>> START PROVIDED DATA

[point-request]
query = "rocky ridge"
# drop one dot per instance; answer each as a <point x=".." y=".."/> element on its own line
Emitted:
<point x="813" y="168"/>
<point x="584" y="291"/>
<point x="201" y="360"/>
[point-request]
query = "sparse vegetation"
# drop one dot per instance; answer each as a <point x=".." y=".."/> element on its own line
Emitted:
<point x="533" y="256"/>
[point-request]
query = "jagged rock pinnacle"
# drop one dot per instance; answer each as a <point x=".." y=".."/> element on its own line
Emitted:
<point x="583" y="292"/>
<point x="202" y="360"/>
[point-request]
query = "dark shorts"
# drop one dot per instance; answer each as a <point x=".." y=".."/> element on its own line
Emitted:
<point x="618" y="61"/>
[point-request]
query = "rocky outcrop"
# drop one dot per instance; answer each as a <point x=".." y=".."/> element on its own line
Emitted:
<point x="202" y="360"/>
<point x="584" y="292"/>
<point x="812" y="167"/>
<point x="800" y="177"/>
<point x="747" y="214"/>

>> END PROVIDED DATA
>> START PROVIDED DATA

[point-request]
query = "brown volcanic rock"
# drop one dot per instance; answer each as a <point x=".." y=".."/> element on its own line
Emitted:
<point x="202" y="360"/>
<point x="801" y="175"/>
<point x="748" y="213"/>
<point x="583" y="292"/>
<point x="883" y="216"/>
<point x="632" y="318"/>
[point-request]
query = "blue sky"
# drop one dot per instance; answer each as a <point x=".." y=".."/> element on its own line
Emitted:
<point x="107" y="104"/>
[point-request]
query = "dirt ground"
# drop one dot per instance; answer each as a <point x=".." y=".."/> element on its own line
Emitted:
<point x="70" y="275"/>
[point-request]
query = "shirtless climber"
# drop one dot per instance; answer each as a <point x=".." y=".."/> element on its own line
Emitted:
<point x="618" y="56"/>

>> END PROVIDED DATA

* _AIM_
How many lines in the material above contain the string "rocky"? Reply with the number alone.

* _EXERCISE RESPONSE_
2